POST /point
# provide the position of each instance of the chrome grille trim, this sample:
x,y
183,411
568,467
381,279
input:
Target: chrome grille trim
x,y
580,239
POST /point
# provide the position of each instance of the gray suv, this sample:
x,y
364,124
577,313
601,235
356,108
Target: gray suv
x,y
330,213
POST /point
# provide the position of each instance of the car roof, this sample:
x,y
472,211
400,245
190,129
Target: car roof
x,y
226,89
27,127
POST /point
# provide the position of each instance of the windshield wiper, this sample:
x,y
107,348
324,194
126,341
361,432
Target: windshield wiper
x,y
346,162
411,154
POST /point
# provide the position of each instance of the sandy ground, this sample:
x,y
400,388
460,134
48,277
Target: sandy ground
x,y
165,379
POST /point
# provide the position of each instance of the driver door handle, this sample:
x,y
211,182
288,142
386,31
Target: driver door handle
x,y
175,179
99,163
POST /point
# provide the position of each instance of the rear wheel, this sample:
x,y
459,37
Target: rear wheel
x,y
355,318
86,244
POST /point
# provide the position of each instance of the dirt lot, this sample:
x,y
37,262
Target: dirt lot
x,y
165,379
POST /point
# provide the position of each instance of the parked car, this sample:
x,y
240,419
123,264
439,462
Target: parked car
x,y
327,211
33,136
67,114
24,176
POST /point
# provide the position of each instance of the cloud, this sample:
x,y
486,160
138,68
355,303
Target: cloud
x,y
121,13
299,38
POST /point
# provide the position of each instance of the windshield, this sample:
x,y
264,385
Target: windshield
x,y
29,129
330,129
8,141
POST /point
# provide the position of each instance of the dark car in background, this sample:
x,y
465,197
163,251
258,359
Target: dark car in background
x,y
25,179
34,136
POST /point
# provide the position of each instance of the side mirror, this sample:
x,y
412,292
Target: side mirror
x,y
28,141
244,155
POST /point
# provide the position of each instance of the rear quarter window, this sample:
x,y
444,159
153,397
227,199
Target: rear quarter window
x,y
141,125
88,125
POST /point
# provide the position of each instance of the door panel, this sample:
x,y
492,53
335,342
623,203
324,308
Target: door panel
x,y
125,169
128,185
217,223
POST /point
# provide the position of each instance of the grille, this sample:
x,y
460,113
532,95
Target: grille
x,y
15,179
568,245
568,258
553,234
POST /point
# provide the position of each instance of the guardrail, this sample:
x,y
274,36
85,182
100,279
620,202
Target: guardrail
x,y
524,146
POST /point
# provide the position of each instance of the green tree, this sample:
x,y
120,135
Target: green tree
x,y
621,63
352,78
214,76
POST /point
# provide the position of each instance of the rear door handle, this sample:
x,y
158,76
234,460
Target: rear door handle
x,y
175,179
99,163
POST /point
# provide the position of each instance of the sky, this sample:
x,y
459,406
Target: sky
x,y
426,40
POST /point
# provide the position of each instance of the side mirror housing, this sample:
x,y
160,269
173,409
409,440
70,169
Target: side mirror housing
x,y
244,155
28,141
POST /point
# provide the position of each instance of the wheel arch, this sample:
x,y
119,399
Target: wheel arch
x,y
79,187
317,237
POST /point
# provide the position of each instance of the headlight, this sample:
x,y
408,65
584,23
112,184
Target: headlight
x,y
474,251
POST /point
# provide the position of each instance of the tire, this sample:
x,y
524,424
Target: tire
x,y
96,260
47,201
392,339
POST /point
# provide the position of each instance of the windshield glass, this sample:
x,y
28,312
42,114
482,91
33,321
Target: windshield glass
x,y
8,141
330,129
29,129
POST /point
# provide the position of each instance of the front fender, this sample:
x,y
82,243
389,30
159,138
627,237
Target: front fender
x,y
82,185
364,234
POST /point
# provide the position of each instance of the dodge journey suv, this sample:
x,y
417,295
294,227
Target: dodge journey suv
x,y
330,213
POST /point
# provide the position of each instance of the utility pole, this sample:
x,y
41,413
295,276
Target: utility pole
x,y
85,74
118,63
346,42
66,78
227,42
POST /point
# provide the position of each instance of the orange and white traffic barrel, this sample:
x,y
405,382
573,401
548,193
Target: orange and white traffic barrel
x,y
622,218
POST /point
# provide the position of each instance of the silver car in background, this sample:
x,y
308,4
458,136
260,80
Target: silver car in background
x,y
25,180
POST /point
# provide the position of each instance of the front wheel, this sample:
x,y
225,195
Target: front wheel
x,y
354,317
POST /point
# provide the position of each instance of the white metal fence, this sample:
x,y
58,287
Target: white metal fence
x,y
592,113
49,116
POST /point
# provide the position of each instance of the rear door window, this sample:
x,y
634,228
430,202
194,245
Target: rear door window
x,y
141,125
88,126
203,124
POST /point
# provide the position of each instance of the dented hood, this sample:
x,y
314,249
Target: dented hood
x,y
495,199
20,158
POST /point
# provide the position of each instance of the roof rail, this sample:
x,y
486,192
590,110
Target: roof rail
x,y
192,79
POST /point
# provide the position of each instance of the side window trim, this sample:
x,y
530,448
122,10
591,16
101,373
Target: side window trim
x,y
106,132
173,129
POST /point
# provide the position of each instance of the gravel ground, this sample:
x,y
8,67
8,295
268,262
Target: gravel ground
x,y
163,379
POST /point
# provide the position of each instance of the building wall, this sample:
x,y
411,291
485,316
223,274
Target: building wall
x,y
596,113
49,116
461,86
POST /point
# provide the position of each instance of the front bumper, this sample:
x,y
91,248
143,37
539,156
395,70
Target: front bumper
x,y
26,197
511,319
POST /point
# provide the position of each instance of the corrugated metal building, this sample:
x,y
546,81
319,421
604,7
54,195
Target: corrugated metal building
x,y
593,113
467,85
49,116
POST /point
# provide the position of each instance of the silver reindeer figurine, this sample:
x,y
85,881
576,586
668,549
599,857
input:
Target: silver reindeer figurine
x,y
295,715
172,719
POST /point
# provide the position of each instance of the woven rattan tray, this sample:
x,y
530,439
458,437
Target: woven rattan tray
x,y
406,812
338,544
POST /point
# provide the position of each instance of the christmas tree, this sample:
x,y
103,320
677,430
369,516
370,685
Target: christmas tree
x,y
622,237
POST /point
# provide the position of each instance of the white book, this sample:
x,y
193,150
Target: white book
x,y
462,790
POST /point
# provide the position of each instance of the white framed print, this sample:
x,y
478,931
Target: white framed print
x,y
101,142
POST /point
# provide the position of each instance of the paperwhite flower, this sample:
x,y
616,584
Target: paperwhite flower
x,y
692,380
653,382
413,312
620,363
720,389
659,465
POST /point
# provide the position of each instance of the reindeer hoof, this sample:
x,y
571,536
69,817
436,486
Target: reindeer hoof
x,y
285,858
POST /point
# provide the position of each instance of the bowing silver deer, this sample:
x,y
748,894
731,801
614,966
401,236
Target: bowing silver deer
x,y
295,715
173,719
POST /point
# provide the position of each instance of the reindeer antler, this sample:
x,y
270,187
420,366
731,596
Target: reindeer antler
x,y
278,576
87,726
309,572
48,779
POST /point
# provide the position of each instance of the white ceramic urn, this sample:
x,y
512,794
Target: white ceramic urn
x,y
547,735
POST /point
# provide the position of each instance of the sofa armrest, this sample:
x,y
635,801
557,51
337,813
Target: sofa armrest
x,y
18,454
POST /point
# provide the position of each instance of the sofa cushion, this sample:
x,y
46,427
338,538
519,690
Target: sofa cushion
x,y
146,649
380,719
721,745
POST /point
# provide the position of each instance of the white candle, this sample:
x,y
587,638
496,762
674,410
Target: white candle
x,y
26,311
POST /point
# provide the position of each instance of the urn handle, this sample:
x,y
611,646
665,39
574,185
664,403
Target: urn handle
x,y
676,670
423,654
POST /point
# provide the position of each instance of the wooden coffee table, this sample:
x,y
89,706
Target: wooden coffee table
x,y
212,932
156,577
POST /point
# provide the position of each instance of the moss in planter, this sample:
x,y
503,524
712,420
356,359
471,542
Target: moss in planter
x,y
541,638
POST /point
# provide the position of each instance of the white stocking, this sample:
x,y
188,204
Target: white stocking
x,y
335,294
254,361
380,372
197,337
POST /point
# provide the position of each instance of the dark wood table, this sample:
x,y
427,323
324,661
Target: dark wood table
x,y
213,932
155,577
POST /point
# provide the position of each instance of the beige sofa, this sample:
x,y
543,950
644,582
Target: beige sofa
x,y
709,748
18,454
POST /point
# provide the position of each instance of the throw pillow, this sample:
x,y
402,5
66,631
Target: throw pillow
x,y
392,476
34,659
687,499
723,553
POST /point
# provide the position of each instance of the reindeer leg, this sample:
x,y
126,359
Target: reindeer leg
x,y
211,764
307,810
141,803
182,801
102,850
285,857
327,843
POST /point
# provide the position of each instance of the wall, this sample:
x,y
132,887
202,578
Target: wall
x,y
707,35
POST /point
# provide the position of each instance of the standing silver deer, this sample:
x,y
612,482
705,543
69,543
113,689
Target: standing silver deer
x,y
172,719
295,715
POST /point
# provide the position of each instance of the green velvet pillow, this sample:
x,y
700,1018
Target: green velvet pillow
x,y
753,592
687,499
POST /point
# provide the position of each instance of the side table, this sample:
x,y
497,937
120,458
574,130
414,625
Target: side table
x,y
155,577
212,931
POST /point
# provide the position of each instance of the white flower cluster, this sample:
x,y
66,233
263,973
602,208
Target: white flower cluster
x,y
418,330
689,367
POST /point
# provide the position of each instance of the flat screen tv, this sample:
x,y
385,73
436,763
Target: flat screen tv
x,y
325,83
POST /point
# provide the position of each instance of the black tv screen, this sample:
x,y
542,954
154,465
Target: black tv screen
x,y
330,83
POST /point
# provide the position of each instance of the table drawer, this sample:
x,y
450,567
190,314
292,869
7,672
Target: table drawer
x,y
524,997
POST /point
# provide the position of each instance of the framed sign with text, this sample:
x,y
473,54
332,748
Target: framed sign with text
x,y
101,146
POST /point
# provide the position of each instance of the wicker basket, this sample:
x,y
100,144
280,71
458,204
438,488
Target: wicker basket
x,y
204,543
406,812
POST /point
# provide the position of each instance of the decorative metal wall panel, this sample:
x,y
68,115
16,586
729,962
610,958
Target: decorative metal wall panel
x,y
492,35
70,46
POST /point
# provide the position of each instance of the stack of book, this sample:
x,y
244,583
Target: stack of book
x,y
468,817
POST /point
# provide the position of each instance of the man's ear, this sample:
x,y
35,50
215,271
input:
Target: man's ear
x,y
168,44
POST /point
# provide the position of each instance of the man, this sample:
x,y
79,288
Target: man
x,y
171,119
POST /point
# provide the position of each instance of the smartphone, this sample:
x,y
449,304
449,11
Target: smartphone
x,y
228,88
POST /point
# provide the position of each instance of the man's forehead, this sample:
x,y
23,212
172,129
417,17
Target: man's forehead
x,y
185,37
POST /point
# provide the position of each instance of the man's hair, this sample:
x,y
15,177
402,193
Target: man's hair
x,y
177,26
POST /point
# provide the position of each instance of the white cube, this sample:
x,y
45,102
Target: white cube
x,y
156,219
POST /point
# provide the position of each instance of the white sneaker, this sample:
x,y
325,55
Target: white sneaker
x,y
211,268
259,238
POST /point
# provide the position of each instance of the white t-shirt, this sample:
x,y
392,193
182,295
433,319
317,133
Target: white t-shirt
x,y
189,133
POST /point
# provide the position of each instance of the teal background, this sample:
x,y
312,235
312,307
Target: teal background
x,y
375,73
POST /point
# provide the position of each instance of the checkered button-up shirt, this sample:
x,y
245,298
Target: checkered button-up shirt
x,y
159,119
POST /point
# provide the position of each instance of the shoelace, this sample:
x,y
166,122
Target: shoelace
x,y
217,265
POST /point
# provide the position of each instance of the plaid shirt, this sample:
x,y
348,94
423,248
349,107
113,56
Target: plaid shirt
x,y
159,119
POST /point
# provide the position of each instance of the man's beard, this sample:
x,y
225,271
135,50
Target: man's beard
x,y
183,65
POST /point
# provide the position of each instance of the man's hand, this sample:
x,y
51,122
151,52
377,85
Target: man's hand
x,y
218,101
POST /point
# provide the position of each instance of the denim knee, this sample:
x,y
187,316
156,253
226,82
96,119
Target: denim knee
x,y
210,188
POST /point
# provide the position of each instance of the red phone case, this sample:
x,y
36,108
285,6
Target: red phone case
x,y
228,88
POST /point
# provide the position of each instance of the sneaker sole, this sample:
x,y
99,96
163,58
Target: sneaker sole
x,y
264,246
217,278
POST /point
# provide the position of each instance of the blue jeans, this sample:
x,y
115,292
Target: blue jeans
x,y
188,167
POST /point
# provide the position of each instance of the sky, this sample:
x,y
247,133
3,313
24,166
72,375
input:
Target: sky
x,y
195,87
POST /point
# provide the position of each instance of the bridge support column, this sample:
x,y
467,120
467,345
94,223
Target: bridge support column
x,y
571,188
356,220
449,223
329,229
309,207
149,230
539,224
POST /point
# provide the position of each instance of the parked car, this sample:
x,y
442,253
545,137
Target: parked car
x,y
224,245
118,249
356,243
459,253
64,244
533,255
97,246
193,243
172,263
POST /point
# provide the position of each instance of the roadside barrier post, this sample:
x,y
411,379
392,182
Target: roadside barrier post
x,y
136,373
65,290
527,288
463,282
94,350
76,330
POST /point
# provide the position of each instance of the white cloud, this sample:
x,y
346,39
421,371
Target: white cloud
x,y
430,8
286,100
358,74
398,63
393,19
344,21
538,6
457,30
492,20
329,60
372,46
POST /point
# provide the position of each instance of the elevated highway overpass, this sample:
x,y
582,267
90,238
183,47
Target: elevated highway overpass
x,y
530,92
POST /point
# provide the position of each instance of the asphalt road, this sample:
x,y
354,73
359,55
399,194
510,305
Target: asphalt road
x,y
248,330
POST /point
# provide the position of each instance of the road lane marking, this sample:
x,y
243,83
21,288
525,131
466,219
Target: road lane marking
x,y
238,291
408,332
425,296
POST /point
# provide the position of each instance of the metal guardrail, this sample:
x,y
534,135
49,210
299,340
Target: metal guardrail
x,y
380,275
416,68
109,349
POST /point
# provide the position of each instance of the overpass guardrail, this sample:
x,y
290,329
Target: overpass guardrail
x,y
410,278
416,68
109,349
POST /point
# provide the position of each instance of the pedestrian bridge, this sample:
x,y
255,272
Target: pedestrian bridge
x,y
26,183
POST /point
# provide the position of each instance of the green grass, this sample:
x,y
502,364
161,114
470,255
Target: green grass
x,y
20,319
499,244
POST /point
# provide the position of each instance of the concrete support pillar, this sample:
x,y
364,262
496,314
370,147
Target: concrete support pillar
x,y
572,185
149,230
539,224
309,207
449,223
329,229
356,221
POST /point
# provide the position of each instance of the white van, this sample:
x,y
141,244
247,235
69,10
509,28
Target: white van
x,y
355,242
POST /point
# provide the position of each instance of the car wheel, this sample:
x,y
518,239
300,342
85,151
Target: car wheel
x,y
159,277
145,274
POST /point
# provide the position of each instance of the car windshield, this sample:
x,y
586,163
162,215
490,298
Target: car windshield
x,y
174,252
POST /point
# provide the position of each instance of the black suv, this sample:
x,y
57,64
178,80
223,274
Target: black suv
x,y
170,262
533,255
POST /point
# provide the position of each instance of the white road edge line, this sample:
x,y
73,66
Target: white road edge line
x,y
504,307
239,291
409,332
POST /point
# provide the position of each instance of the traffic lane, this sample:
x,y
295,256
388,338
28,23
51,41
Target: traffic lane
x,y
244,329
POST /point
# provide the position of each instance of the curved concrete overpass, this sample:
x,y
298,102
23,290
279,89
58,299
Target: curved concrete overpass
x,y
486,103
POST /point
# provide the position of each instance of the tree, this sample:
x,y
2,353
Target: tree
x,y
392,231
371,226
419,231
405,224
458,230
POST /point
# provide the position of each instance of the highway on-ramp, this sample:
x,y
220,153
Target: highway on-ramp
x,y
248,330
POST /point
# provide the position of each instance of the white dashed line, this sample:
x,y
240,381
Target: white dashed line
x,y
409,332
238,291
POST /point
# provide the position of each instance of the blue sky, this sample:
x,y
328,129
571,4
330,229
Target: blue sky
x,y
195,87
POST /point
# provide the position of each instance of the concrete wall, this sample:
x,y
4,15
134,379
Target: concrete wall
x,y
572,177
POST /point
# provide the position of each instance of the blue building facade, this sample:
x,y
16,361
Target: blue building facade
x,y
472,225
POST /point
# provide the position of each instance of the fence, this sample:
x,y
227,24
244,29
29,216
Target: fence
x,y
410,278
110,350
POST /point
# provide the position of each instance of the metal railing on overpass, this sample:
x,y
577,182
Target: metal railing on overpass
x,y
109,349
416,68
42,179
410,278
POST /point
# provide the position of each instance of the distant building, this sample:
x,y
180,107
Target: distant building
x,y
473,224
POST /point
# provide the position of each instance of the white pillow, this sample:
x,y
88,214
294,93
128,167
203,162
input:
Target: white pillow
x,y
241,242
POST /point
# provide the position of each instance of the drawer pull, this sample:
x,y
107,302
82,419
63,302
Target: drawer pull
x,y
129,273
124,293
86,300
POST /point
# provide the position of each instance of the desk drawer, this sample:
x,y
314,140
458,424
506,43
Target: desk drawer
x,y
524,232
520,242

- [Written problem]
Pull out each line of the listing above that contains the string "standing". Capitalization counts.

- [Output of the exercise]
# provide the position of each instance of the standing silver deer, this sample:
Target: standing silver deer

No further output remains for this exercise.